The exercise: Please format only the lines in the rows below from the line containing "outline garden path curve" through the line containing "486), (145, 333)]", both included, as a JSON list of strings. Use one string per line and leave out blank lines.

Annotation records:
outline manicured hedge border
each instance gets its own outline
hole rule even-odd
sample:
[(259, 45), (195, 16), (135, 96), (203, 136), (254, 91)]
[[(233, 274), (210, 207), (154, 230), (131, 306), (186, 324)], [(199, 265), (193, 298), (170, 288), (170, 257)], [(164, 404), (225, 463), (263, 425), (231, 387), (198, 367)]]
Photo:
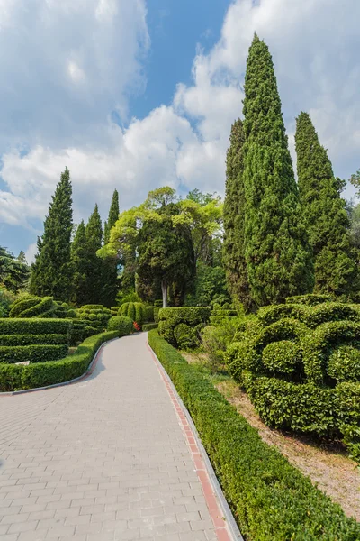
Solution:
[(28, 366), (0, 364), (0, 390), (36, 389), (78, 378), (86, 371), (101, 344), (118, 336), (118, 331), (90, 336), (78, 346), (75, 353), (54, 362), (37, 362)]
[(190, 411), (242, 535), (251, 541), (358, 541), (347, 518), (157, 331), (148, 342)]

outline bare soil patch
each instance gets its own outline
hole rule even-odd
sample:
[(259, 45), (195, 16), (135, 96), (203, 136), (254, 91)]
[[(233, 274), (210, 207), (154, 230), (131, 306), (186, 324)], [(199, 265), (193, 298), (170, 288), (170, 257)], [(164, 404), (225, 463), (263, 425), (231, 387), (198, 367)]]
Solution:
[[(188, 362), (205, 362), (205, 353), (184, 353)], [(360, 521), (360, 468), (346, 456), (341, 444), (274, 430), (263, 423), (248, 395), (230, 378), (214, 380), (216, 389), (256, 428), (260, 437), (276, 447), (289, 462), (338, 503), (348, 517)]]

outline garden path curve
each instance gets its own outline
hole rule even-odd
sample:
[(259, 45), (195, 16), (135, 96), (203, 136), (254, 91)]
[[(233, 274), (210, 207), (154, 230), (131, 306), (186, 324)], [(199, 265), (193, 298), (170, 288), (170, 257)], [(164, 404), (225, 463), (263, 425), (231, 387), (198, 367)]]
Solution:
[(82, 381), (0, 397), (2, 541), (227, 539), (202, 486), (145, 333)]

==

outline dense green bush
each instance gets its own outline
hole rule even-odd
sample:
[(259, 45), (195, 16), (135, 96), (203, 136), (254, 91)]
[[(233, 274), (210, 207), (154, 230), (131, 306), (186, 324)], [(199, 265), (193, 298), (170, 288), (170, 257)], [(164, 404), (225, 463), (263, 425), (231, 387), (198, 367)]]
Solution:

Completed task:
[
  "outline garden path curve",
  "each instance gets its own outline",
  "hole rule even-odd",
  "sample:",
  "[(259, 45), (195, 16), (135, 96), (203, 136), (254, 91)]",
  "[[(233, 274), (210, 207), (154, 230), (131, 306), (186, 324)], [(199, 265), (193, 298), (170, 288), (170, 257)], [(164, 404), (225, 463), (263, 425), (231, 387), (198, 367)]]",
  "Solution:",
  "[(82, 381), (0, 397), (2, 541), (227, 539), (202, 486), (145, 333)]"
]